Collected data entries
----------

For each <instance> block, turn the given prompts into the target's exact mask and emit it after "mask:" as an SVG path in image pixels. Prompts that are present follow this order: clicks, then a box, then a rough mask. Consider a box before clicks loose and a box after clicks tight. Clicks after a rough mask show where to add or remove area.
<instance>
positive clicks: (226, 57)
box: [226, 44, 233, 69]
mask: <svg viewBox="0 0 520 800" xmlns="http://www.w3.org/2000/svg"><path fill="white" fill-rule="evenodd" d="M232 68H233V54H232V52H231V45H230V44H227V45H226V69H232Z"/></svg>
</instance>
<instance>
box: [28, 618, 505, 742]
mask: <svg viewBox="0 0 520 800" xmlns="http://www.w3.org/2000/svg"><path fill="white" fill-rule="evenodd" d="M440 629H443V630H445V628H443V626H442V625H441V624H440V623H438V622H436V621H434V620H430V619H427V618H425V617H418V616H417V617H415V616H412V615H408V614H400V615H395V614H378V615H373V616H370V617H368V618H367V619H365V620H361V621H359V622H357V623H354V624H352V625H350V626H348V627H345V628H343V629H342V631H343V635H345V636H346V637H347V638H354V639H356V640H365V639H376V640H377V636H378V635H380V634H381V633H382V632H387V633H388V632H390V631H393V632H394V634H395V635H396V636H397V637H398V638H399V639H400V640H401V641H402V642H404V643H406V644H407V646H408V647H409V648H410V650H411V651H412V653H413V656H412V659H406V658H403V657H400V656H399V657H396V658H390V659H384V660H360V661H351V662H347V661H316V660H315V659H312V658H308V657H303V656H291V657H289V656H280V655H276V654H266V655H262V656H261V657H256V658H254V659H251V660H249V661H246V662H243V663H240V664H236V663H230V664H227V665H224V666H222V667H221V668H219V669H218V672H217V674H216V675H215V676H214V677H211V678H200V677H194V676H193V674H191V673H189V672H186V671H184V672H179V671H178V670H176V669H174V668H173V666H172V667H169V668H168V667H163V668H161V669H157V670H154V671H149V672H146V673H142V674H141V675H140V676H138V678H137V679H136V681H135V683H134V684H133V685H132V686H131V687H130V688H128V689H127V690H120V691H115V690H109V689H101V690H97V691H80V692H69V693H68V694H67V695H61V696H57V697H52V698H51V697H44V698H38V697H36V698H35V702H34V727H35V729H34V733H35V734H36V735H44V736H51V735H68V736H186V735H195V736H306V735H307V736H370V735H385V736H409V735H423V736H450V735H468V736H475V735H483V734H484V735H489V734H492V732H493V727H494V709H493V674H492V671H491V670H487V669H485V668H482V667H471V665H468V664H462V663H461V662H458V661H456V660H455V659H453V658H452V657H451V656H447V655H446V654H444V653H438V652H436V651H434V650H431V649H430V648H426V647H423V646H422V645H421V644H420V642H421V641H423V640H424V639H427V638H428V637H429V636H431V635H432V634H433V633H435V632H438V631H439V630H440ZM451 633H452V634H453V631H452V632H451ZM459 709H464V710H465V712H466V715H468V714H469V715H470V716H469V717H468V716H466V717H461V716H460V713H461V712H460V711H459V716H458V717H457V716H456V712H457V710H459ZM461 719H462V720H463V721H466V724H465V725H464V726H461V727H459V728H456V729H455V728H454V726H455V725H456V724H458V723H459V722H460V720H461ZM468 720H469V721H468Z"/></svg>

----------

Work instructions =
Please return every line of the material above that contains the string "clicks". Case counts.

Solution for this task =
For each <instance> block, turn the given prompts into the target's exact mask and emit it after "mask:" as an SVG path in image pixels. Prompts that are present follow this order: clicks, then a box, then a rough mask. Consider a box before clicks loose and a box after clicks tight. Clicks after a rough mask show where to add or remove area.
positive clicks: (226, 57)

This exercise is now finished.